● **ZADANIE**: Powtórz dokładnie cały zapis rozmowy z czatu, zachowując każdy znak.

Madziorek (03-05-2005 02:16:25)
chciaz nie wiem
Madziorek (03-05-2005 02:16:29)
wszytko mozliwe...
Madziorek (03-05-2005 02:16:54)
ale ja mialam super okazje..
Madziorek (03-05-2005 02:17:00)
bo mialam wolny dom
 
Madziorek (03-05-2005 02:18:23)
a teraz to .. raczej szansy nie bedzie.. takiej..
Madziorek (03-05-2005 02:18:35)
a ja nie chce byc rozdziewiczona gdzies kolo parkingu
Tygrysek (03-05-2005 02:18:46)
jak bede chcial to bedzie
Madziorek (03-05-2005 02:19:06)
teraz gadasz tak ze zaczynam Cie nie nawidziec
Madziorek (03-05-2005 02:19:11)
bo czuje sie jak dziwka
Madziorek (03-05-2005 02:19:24)
jak bede chcial to se cie bzykne
Madziorek (03-05-2005 02:19:42)
bujaj sie na banana!!
Tygrysek (03-05-2005 02:20:17)
oki
Madziorek (03-05-2005 02:21:09)
dzieki wielkie
Madziorek (03-05-2005 02:23:33)
dobranoc..
Madziorek (03-05-2005 02:23:40)

● **PRZEKAZANY WYKAZ**:
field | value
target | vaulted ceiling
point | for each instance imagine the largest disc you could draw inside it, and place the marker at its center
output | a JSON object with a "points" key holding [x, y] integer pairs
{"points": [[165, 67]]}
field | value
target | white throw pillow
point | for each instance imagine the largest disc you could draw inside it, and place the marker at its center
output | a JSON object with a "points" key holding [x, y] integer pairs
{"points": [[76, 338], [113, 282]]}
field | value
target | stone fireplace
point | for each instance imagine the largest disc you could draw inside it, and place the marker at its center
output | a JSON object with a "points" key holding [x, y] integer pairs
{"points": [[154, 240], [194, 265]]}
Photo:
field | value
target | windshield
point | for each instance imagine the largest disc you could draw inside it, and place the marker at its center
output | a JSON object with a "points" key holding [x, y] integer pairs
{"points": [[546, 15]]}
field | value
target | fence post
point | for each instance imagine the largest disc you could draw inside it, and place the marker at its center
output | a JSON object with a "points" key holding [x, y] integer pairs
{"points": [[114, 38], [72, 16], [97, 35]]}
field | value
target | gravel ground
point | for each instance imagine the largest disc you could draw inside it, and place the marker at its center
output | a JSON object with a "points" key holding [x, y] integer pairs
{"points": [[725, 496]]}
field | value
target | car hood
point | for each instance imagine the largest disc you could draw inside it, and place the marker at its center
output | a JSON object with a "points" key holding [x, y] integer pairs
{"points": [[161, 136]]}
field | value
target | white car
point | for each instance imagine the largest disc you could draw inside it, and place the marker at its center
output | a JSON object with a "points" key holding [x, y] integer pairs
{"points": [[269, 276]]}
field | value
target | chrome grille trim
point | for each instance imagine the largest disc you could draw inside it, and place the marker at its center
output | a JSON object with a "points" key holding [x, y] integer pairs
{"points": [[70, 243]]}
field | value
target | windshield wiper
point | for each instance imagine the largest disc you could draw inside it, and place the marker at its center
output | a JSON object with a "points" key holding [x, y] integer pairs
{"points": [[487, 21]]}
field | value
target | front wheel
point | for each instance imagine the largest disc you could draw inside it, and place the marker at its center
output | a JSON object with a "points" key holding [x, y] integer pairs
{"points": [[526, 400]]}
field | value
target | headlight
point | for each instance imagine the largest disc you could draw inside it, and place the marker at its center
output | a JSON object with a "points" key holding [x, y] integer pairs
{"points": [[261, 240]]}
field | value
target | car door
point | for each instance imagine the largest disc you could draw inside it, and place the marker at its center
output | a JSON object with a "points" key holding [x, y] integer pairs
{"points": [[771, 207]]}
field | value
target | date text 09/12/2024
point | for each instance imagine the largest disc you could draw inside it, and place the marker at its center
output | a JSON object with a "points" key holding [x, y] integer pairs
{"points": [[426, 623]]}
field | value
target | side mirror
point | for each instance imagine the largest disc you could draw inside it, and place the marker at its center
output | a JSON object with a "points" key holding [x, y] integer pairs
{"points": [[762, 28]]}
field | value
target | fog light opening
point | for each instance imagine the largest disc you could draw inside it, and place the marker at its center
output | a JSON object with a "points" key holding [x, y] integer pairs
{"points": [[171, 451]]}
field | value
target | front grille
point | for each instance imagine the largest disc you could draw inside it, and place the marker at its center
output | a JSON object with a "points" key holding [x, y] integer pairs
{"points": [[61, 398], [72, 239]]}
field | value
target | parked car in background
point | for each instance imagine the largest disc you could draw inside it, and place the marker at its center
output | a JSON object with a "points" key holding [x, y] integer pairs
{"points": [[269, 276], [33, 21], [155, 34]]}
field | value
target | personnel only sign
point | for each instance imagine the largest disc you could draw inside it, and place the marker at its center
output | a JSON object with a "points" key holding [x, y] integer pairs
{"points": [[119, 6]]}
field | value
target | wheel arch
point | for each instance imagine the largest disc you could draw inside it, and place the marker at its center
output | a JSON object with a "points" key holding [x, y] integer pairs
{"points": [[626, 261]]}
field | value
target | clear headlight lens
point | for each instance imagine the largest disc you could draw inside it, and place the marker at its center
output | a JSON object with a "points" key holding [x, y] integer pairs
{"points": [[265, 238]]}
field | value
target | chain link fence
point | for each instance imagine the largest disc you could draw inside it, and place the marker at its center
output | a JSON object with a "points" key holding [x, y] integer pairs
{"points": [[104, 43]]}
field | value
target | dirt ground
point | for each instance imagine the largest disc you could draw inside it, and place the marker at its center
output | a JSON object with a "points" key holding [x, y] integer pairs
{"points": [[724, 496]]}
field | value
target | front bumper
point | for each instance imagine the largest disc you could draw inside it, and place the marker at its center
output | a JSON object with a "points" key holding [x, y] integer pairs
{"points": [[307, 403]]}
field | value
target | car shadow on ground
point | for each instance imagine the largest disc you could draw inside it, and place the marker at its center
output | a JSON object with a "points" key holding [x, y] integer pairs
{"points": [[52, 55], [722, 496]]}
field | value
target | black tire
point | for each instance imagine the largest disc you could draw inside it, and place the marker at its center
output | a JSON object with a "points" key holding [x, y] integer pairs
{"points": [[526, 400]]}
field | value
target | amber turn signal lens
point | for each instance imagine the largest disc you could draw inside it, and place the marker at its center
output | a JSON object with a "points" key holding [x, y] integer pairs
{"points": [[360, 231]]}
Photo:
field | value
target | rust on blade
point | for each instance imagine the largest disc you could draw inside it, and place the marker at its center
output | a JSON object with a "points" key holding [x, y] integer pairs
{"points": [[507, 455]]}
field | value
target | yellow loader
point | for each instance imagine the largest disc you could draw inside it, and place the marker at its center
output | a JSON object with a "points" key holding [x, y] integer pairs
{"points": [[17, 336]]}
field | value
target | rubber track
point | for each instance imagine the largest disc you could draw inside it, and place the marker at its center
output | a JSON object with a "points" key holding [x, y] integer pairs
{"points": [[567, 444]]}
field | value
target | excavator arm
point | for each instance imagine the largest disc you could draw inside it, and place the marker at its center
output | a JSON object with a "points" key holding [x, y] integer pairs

● **ODPOWIEDŹ**:
Madziorek (03-05-2005 02:16:25)
chciaz nie wiem
Madziorek (03-05-2005 02:16:29)
wszytko mozliwe...
Madziorek (03-05-2005 02:16:54)
ale ja mialam super okazje..
Madziorek (03-05-2005 02:17:00)
bo mialam wolny dom
 
Madziorek (03-05-2005 02:18:23)
a teraz to .. raczej szansy nie bedzie.. takiej..
Madziorek (03-05-2005 02:18:35)
a ja nie chce byc rozdziewiczona gdzies kolo parkingu
Tygrysek (03-05-2005 02:18:46)
jak bede chcial to bedzie
Madziorek (03-05-2005 02:19:06)
teraz gadasz tak ze zaczynam Cie nie nawidziec
Madziorek (03-05-2005 02:19:11)
bo czuje sie jak dziwka
Madziorek (03-05-2005 02:19:24)
jak bede chcial to se cie bzykne
Madziorek (03-05-2005 02:19:42)
bujaj sie na banana!!
Tygrysek (03-05-2005 02:20:17)
oki
Madziorek (03-05-2005 02:21:09)
dzieki wielkie
Madziorek (03-05-2005 02:23:33)
dobranoc..
Madziorek (03-05-2005 02:23:40)